• _Task requirements_
Pull out each line of the records below that contains the string "bowl" and list those lines.

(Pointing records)

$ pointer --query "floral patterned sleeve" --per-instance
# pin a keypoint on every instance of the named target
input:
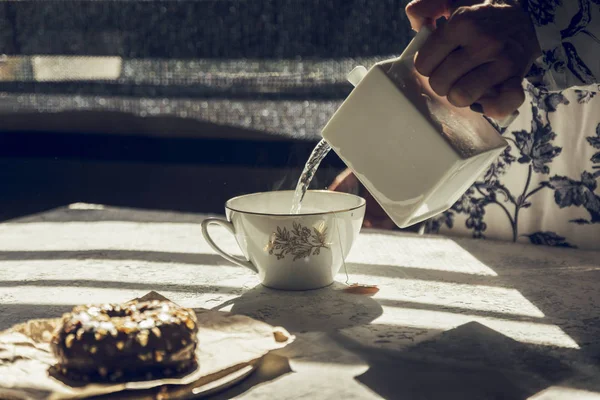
(569, 35)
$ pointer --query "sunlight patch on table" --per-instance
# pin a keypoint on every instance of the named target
(448, 294)
(110, 235)
(122, 271)
(526, 332)
(64, 295)
(440, 254)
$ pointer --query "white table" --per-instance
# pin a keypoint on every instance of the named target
(454, 318)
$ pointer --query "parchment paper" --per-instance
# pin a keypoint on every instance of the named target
(227, 343)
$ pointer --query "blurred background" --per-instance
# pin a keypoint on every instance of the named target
(175, 105)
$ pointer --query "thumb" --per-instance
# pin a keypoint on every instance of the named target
(426, 12)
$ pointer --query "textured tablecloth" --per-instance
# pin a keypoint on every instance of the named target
(454, 318)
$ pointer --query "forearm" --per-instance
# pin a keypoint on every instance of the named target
(569, 41)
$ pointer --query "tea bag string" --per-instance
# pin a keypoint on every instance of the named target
(337, 228)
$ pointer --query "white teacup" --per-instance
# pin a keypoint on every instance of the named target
(291, 251)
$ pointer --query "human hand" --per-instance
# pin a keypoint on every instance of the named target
(375, 217)
(480, 56)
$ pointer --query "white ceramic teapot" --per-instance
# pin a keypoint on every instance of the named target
(413, 151)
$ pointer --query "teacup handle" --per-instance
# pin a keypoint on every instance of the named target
(229, 226)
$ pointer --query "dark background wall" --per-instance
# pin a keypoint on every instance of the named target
(215, 97)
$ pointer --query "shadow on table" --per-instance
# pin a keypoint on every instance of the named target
(567, 292)
(319, 310)
(471, 361)
(271, 367)
(117, 255)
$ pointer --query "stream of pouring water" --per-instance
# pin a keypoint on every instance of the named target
(310, 168)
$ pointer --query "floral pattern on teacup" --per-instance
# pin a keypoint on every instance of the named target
(299, 242)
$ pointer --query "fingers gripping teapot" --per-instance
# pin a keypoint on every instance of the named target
(413, 151)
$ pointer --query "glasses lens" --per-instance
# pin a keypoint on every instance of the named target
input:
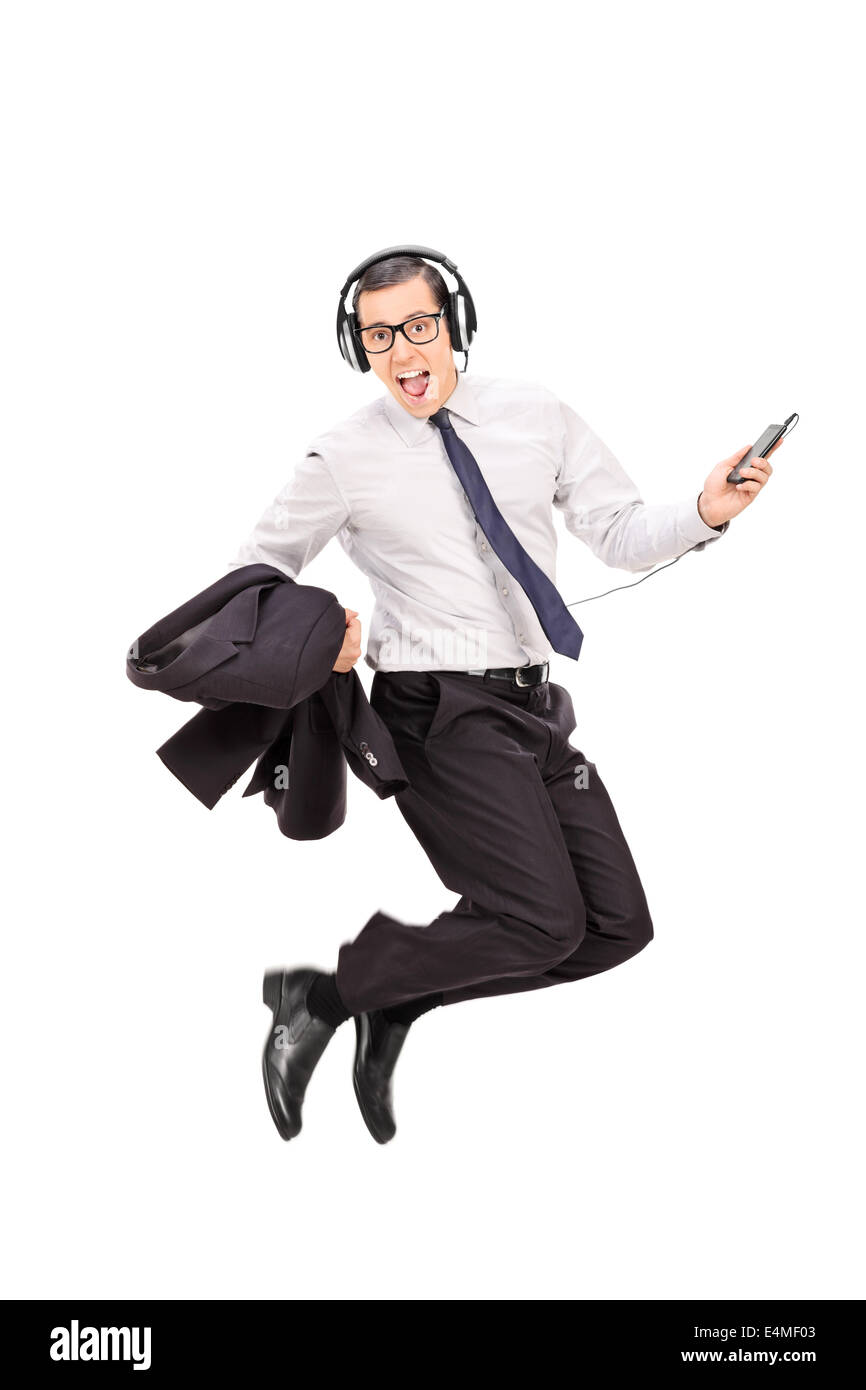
(421, 330)
(377, 339)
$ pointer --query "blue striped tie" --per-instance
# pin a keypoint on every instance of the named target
(560, 628)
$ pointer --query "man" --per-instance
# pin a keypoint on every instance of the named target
(510, 815)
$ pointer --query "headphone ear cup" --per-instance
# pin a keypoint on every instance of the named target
(455, 319)
(460, 330)
(349, 345)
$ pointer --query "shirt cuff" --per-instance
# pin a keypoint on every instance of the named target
(694, 527)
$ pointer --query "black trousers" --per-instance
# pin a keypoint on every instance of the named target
(516, 820)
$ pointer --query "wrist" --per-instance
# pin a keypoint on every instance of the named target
(708, 514)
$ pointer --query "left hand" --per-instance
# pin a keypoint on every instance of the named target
(722, 501)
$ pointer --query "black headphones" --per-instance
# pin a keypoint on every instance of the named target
(459, 307)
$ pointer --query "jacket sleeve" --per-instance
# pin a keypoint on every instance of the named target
(603, 508)
(299, 521)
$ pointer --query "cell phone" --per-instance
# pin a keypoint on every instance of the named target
(761, 448)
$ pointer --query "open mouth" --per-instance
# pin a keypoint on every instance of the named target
(414, 384)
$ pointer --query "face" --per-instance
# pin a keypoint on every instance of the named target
(394, 306)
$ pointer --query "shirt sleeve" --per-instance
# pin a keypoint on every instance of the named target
(603, 508)
(299, 521)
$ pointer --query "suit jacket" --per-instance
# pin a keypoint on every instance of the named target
(256, 649)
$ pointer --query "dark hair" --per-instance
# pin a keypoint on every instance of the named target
(396, 270)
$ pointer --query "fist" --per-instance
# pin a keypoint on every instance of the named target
(350, 649)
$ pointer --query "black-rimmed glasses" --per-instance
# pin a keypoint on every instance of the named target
(423, 328)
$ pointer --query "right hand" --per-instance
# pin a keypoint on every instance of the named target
(350, 649)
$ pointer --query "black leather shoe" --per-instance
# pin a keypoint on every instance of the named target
(293, 1045)
(376, 1051)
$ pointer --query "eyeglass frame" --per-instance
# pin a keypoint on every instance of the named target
(402, 327)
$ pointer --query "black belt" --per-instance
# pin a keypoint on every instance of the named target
(516, 674)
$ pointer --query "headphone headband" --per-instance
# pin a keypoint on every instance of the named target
(459, 309)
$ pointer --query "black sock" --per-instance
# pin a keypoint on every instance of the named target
(412, 1009)
(324, 1001)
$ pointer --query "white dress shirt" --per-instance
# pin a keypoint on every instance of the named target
(382, 484)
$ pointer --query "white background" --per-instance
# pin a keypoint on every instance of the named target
(656, 211)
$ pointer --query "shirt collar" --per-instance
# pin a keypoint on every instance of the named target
(412, 430)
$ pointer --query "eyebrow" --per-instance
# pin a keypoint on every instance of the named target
(413, 314)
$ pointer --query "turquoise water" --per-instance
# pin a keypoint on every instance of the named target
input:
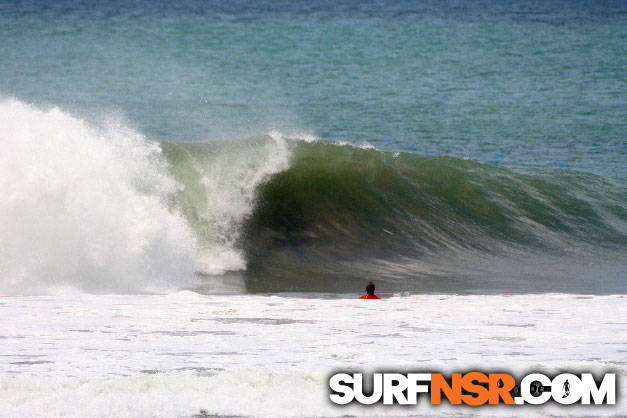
(490, 145)
(511, 83)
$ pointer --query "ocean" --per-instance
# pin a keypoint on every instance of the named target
(238, 162)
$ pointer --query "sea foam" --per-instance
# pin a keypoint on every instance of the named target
(85, 207)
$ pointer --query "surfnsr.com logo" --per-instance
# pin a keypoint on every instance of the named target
(472, 388)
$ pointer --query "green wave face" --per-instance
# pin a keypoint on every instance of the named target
(325, 217)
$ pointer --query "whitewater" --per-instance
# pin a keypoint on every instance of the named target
(186, 354)
(108, 228)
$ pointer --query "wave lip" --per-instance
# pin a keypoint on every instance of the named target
(344, 213)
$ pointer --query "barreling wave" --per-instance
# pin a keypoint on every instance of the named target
(305, 214)
(102, 209)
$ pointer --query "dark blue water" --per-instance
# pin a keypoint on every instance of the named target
(529, 98)
(517, 83)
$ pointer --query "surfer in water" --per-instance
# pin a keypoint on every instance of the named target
(370, 292)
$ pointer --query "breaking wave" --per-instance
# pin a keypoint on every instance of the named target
(103, 209)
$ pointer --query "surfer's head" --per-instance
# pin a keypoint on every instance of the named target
(370, 288)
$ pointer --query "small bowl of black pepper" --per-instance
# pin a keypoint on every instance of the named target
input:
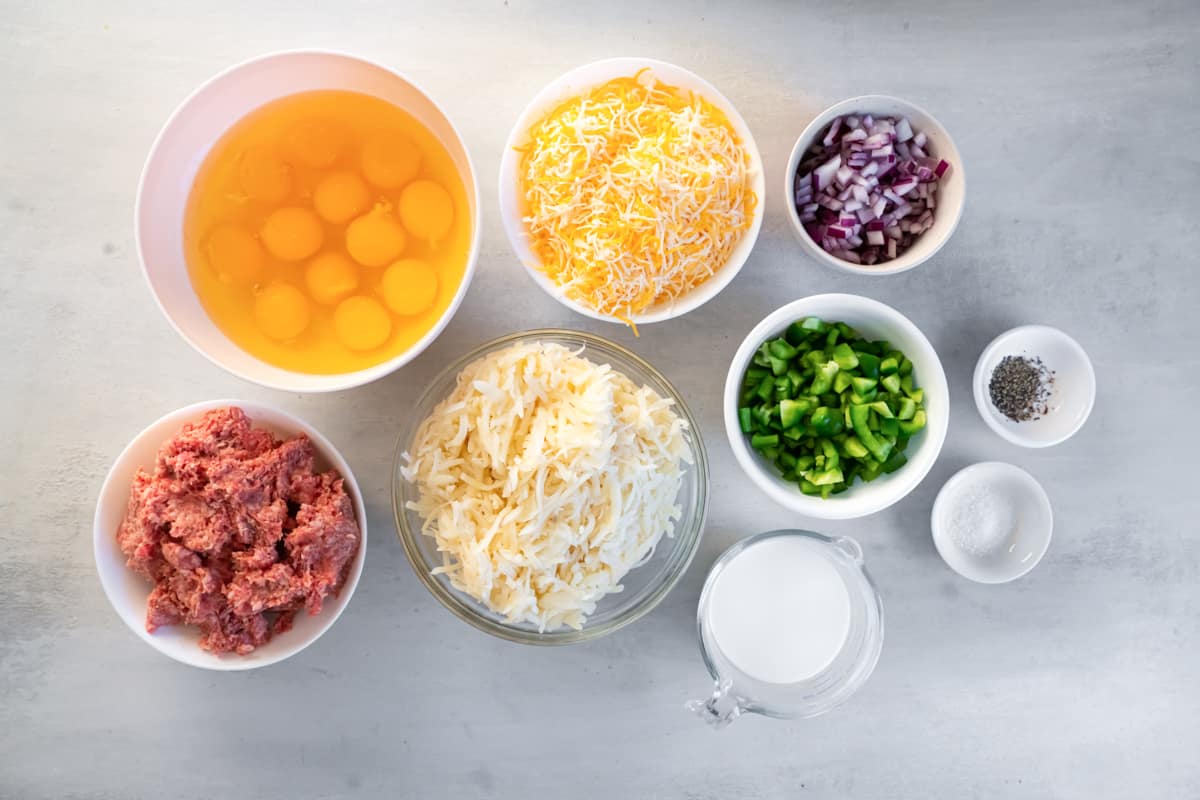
(1035, 385)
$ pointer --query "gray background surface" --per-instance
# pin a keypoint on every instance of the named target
(1080, 132)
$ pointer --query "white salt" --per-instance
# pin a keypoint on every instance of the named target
(981, 522)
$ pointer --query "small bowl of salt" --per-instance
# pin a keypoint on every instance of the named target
(991, 522)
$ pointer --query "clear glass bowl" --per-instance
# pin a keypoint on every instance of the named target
(645, 587)
(735, 692)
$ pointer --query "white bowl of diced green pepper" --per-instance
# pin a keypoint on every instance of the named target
(837, 405)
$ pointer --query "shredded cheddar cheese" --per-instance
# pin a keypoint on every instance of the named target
(545, 479)
(635, 193)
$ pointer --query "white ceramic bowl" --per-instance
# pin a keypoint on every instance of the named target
(582, 79)
(180, 150)
(1023, 498)
(127, 591)
(1072, 395)
(951, 192)
(875, 320)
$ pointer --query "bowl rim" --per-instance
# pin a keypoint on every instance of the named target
(915, 471)
(906, 262)
(983, 402)
(348, 379)
(544, 100)
(325, 449)
(846, 548)
(1036, 492)
(462, 606)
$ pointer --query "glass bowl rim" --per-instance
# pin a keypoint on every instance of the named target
(463, 607)
(869, 656)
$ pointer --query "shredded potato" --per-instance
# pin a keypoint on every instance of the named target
(635, 193)
(544, 479)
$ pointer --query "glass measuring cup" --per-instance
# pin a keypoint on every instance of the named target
(736, 691)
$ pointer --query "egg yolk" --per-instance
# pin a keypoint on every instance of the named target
(390, 160)
(361, 323)
(316, 142)
(234, 253)
(409, 287)
(376, 238)
(330, 277)
(292, 234)
(281, 311)
(341, 197)
(263, 175)
(426, 210)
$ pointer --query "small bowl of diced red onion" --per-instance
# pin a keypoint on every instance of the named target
(875, 186)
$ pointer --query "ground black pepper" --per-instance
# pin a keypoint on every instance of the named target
(1020, 388)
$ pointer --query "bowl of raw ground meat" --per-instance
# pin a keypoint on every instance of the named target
(229, 535)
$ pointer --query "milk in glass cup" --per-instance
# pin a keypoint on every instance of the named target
(790, 626)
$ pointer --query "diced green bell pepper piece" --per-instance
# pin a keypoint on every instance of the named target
(827, 476)
(909, 427)
(791, 411)
(855, 447)
(796, 379)
(869, 364)
(766, 386)
(831, 453)
(882, 409)
(827, 421)
(822, 380)
(814, 359)
(879, 447)
(863, 385)
(761, 440)
(845, 356)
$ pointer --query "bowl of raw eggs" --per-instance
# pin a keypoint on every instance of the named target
(309, 221)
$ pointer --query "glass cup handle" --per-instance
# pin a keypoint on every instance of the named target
(720, 709)
(851, 548)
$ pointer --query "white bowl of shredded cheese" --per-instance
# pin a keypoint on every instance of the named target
(671, 216)
(551, 488)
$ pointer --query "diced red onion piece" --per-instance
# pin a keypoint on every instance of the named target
(823, 174)
(865, 191)
(831, 136)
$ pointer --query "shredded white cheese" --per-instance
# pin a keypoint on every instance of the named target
(544, 479)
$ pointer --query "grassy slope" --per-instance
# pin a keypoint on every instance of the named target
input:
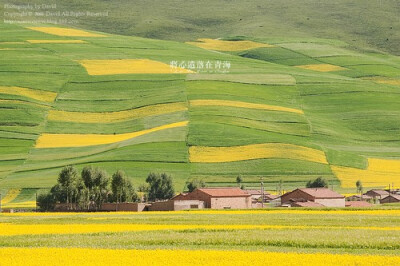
(350, 119)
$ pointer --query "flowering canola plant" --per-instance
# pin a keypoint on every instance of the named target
(40, 95)
(202, 154)
(86, 256)
(110, 117)
(79, 140)
(244, 105)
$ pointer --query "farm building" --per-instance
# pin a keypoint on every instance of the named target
(360, 198)
(220, 198)
(377, 193)
(392, 198)
(322, 196)
(176, 205)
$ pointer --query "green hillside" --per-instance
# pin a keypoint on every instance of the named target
(290, 111)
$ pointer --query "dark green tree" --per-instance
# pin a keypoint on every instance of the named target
(195, 183)
(317, 183)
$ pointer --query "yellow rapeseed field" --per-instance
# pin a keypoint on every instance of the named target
(45, 96)
(244, 105)
(79, 140)
(322, 67)
(56, 41)
(66, 32)
(85, 256)
(109, 117)
(108, 215)
(380, 172)
(10, 196)
(201, 154)
(221, 45)
(8, 229)
(129, 66)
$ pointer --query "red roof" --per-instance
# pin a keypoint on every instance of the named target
(224, 192)
(358, 204)
(309, 204)
(322, 193)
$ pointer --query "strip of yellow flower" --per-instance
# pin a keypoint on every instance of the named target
(380, 172)
(24, 102)
(45, 96)
(66, 32)
(244, 105)
(109, 117)
(56, 41)
(7, 229)
(383, 80)
(86, 256)
(79, 140)
(221, 45)
(322, 67)
(11, 195)
(370, 212)
(129, 66)
(202, 154)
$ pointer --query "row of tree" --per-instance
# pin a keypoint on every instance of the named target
(93, 187)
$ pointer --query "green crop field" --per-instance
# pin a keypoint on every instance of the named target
(331, 94)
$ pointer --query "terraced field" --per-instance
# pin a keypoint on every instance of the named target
(285, 110)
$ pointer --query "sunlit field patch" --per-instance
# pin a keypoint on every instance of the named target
(46, 229)
(129, 66)
(86, 256)
(45, 96)
(109, 117)
(56, 41)
(244, 105)
(201, 154)
(79, 140)
(383, 80)
(66, 32)
(221, 45)
(11, 195)
(380, 172)
(322, 67)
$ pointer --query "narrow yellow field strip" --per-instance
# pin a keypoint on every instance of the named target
(86, 256)
(221, 45)
(79, 140)
(109, 117)
(44, 96)
(11, 195)
(202, 154)
(66, 32)
(56, 41)
(112, 215)
(380, 172)
(8, 229)
(129, 66)
(322, 67)
(23, 102)
(244, 105)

• _Written response_
$ pointer --query "small bowl of black pepper" --per-instance
$ pointer --query "small bowl of salt" --per-instance
$ pointer --query "clear glass bowl" --per-instance
$ pointer --query "white bowl of diced green pepper" --per-instance
$ pointer --query "white ceramic bowl" --per-instance
$ pointer --query "bowl rim" --per-instance
$ pointer --query "glass bowl rim" --per-instance
$ pointer --query "small bowl of diced red onion" --per-instance
$ pointer --query "bowl of raw ground meat" --per-instance
$ pointer --query "bowl of raw eggs" --per-instance
$ pointer --query "white bowl of shredded cheese" --per-instance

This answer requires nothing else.